* _Prompt_:
Can you give the records below as a Markdown table with the columns Row and Line, numbering each line and leaving out blank lines?

Some records:
++++++++
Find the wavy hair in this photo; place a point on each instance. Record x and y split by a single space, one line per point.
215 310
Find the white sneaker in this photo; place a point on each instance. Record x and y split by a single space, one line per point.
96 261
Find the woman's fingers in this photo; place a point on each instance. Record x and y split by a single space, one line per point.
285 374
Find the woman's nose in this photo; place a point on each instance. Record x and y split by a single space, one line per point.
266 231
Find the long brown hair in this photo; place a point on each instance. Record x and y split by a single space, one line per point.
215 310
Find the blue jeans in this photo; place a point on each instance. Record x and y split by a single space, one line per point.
++++++++
* _Answer below_:
| Row | Line |
|---|---|
| 1 | Find the wavy hair in this photo; place a point on each instance. Record x and y split by a single space, one line per point. |
| 2 | 215 310 |
| 3 | Find the white sneaker in this photo; place a point on each instance. Record x and y split by a single space, one line per point. |
| 4 | 96 261 |
| 5 | Find the woman's fingers in this photo; place a point on each instance. Record x and y split by a single space, one line per point. |
| 6 | 285 374 |
| 7 | Find the woman's nose in this photo; place a point on each instance. Record x and y split by a single space, one line per point. |
| 8 | 266 231 |
| 9 | Find the long brown hair in this photo; place a point on each instance. Record x and y split by a single space, one line per point. |
| 10 | 215 310 |
| 11 | Find the blue jeans in this photo; place a point on each instance. Record x and y split by a single space, one line per point. |